PROBLEM TO SOLVE: Pick out each line in these entries that contains the string "below".

======== DATA FOR PROCESSING ========

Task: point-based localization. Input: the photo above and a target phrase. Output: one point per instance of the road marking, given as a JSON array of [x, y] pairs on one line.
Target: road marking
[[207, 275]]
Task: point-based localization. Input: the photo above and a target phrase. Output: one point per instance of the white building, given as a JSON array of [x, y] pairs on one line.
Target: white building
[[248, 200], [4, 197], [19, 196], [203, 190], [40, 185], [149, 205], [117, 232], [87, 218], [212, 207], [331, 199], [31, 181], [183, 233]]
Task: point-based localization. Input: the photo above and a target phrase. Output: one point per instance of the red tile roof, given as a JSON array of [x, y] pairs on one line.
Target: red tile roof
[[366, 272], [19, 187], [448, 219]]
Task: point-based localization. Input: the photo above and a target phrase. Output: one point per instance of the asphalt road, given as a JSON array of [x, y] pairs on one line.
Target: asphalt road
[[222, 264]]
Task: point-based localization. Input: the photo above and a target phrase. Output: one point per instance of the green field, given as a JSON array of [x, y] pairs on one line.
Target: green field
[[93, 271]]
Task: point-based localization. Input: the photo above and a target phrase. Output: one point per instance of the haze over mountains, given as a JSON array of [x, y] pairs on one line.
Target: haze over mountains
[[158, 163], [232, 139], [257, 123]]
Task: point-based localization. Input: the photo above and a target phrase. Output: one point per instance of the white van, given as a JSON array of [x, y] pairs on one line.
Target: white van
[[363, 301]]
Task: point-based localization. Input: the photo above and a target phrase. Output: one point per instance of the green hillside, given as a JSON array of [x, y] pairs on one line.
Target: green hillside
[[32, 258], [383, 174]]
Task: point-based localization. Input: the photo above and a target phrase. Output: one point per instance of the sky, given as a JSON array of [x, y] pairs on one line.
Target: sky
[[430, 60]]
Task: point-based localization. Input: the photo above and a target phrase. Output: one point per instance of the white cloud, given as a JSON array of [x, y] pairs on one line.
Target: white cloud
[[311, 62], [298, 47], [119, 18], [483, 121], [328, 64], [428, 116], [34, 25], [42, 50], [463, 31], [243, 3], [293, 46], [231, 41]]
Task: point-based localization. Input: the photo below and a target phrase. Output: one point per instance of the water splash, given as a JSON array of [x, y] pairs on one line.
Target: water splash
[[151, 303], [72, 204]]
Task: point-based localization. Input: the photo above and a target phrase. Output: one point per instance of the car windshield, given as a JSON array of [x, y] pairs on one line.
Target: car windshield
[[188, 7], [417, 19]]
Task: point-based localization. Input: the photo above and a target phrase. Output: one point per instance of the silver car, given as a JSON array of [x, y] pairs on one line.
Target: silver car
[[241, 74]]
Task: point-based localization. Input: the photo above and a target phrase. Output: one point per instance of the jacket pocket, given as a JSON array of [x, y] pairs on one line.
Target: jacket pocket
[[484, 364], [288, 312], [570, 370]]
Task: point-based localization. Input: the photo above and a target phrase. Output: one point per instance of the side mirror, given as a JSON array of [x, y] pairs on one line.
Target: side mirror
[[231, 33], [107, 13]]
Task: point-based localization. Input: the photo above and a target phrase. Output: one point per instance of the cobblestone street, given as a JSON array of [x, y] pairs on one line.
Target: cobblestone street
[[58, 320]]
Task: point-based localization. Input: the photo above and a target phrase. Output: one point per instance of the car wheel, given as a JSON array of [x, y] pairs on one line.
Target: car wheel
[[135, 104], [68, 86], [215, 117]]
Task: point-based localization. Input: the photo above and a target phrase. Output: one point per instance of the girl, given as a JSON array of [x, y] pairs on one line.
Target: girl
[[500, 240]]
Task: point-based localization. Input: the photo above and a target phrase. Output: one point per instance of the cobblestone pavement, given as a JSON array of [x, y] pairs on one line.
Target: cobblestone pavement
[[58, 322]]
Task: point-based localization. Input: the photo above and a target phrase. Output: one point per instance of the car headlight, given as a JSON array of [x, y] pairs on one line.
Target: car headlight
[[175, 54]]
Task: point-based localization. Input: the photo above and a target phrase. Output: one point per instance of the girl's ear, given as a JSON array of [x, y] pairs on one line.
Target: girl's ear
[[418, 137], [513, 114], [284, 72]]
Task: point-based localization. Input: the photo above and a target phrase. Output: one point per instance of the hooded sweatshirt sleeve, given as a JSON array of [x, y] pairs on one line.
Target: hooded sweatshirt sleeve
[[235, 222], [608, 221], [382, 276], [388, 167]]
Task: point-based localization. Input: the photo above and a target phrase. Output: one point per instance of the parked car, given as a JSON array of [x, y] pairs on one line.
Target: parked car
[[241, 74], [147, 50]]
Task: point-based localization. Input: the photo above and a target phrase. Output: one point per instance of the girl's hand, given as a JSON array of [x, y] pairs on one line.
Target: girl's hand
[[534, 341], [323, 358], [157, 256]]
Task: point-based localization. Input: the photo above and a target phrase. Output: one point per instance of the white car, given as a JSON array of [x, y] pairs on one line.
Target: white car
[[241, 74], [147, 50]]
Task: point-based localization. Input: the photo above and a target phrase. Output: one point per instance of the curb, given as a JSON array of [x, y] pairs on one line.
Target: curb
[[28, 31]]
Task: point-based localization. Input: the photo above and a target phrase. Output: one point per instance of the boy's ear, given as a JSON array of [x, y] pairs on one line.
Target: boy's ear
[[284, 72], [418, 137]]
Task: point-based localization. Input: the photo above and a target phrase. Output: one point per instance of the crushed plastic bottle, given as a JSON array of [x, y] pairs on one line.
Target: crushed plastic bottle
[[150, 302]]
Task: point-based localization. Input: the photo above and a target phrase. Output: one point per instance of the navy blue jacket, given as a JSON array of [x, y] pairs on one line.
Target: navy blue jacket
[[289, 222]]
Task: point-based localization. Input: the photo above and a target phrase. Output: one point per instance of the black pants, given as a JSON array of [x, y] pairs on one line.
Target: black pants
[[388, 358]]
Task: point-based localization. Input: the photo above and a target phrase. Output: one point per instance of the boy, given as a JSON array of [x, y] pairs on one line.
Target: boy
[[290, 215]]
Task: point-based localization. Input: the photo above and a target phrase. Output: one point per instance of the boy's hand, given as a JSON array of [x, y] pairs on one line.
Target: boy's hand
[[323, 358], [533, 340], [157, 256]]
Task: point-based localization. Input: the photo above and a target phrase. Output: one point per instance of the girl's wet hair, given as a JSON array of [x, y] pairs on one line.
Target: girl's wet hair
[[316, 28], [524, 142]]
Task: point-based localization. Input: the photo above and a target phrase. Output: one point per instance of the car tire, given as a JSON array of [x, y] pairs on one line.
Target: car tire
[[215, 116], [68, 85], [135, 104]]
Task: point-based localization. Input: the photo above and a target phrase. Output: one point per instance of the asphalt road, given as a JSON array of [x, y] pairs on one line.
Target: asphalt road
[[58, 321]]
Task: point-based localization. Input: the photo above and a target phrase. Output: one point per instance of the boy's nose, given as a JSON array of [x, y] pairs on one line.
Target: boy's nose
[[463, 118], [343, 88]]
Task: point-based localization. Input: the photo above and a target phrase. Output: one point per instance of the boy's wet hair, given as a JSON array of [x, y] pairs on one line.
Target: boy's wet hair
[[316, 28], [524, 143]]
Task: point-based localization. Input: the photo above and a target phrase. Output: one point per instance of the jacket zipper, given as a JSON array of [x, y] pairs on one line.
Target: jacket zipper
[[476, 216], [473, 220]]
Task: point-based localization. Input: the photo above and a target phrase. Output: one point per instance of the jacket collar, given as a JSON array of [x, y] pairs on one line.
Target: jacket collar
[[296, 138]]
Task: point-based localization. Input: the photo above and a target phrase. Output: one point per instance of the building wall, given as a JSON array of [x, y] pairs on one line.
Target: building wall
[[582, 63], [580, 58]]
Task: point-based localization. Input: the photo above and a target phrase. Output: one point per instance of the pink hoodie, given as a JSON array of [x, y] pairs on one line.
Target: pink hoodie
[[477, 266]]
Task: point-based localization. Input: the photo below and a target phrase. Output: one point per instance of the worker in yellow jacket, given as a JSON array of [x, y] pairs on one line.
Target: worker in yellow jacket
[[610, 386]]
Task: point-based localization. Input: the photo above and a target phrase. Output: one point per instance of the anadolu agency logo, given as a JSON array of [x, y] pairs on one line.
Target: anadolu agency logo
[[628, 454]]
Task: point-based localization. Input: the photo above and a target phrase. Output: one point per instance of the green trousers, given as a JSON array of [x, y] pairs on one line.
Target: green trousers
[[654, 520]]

========

SOLUTION TO THIS TASK:
Task: point-based localization. Input: the photo below and a target phrase. Output: one point per instance of the water splash, given as a JSON array of [x, y] pairs on one line.
Task: point-based localization. Input: the photo below and a target phrase. Output: one point per instance of the worker in yellow jacket, given as a JSON array of [x, y] pairs on one line.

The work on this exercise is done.